== Text provided ==
- Opening Delimiter -

SOUTH BEND (AP) — Guinevere appears to have found a new mate.
The city's resident female peregrine falcon has been spotted in recent weeks hunting downtown with another bird, Carol Riewe, a local raptor rehabilitator, told the South Bend Tribune.
"They have been seen hunting pigeons together and swooping and diving," Riewe said, "so it looks like somebody has picked up on the widow here and is going to stay."
"And it's time for that," Riewe said, "because normally, in past years, we had egg-laying beginning in the third week of March, the 23rd or 24th, somewhere in that area."
Riewe said she has spotted the pair herself recently. "I have seen them evenings, after dark," she said, "roosting in the west side windows of the Tower Building."
She said she doesn't know if the other bird is banded because she hasn't been able to get a close enough look at it. She said the camera atop County-City Building that is pointed at Guinevere's nest has been disabled since last year because of a wiring problem.
"The roof has to be clear of ice and snow before anybody gets up there" to fix it, she said.
Peregrine falcons keep the same mate year-to-year, and generally don't accept a replacement unless their partner dies or disappears. Guinevere's former longtime mate, Zephyr, died last June in an accident while he was hunting downtown. The two produced several broods over the years.
The pair's last chick, Zoey, flew the coop over the summer, Riewe said.
"She left in late August, which is what they do," she said. "They get to a point in their development where they just decide they have to move on."
As for Zephyr, Riewe said he is being readied for display.
"Zephyr is going to be taxidermied, and I have given him to Rum Village Nature Center," she said. "And ... the avian biologist for the state agreed that that's a good thing. This is Zephyr's hometown, this is where he should be."

- Closing Delimiter -

== Problem 1 ==
According to the falcon article, where has Riewe seen the pair roosting after dark?
== Problem 2 ==
Can you translate this sentence from the falcon article into Spanish: "Peregrine falcons keep the same mate year-to-year, and generally don't accept a replacement unless their partner dies or disappears."
The items that come next have no connection to the falcon article.

== Supplied entries ==
- Opening Delimiter -

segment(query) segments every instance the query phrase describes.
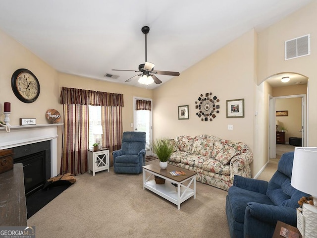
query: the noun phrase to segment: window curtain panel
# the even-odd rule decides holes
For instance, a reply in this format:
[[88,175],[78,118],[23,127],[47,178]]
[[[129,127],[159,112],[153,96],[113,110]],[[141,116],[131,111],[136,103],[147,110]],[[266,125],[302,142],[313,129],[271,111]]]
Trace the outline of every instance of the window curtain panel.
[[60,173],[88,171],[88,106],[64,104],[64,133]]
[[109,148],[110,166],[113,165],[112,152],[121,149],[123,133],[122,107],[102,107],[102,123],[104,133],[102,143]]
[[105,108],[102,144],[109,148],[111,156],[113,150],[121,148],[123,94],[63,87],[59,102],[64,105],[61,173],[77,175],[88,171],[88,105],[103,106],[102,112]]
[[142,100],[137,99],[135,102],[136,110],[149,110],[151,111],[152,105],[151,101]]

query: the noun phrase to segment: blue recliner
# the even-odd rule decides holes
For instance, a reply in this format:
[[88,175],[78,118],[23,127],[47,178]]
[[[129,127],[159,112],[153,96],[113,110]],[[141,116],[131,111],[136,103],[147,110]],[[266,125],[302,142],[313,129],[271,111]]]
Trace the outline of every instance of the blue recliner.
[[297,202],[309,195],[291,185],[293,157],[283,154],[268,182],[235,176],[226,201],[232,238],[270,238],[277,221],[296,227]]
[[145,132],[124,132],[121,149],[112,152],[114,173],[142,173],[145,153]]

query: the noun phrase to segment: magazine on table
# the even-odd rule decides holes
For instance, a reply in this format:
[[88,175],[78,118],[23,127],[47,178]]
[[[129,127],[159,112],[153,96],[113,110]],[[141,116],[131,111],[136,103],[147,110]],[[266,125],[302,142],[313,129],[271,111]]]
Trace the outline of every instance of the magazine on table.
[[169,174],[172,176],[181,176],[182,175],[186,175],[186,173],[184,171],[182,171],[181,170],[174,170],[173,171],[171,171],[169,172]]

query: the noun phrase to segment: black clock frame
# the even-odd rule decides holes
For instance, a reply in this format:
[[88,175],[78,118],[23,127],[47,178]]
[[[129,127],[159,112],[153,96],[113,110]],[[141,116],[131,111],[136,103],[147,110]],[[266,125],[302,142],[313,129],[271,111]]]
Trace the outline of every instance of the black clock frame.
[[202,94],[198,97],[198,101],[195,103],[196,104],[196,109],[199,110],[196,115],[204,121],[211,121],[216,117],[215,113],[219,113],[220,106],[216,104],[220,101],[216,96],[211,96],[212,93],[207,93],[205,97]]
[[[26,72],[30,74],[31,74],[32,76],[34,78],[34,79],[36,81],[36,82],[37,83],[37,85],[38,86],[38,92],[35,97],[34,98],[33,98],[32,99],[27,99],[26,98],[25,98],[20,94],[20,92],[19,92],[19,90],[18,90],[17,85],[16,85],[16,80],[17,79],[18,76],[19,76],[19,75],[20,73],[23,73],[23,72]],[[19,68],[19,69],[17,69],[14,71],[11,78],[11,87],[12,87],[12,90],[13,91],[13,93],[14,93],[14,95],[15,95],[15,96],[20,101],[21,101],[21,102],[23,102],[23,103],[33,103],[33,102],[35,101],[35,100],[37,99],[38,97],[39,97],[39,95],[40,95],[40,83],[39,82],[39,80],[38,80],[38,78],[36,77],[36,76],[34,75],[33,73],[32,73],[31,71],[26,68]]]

- Closing Delimiter -
- Opening Delimiter -

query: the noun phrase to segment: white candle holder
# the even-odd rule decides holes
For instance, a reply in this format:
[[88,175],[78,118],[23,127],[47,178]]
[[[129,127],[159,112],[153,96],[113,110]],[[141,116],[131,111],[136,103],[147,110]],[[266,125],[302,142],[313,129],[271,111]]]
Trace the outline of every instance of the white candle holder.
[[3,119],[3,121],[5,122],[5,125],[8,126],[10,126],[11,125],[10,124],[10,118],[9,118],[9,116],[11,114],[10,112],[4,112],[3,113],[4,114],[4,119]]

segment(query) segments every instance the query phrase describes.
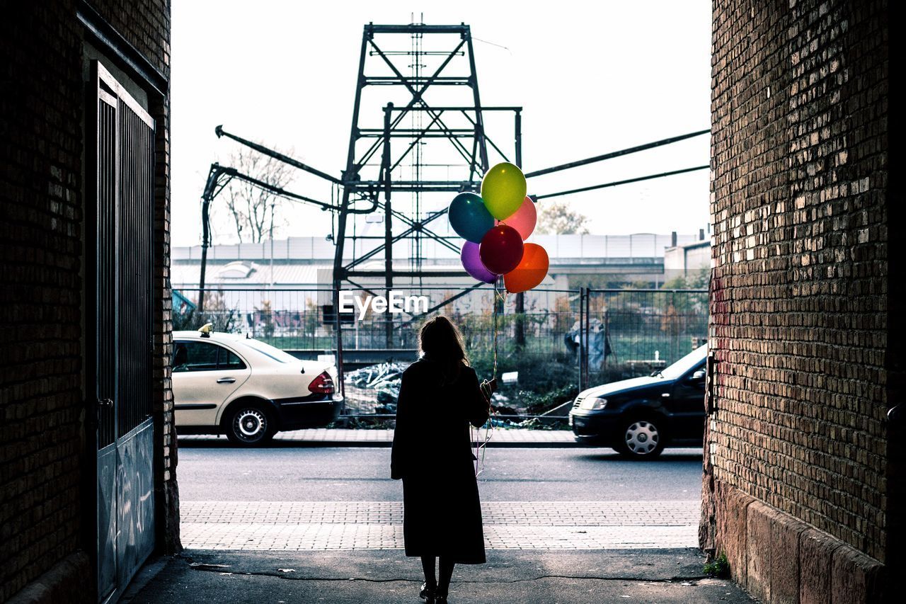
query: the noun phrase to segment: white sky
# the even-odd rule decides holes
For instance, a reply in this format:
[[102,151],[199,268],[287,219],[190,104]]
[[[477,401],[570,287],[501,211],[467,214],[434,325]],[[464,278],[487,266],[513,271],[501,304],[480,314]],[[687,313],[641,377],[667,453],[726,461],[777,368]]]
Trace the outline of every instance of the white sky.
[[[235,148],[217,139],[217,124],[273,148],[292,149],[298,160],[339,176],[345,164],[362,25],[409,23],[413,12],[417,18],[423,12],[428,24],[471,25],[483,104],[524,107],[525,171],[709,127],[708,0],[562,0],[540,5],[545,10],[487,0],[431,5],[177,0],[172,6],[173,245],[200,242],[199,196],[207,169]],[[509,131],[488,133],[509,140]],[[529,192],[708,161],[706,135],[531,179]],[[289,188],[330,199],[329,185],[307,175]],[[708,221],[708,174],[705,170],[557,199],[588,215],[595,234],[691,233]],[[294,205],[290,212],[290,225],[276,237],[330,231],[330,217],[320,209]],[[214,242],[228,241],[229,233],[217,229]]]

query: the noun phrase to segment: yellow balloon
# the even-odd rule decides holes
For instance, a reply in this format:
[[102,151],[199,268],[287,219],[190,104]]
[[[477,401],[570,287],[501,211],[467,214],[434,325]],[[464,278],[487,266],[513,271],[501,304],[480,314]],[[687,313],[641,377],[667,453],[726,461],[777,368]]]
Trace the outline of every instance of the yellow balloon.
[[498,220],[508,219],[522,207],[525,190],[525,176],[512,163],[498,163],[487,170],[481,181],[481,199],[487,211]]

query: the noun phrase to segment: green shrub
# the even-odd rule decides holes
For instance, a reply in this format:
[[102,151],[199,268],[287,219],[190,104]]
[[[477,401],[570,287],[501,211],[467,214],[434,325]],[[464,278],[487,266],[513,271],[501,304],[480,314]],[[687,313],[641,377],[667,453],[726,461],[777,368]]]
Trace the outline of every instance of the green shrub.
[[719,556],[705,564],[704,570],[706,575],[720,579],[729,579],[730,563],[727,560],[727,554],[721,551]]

- Closing Delimiter -

== Answer 1 ==
In the west side windows of the Tower Building.

== Answer 2 ==
Los halcones peregrinos conservan la misma pareja año tras año y, por lo general, no aceptan un reemplazo a menos que su pareja muera o desaparezca.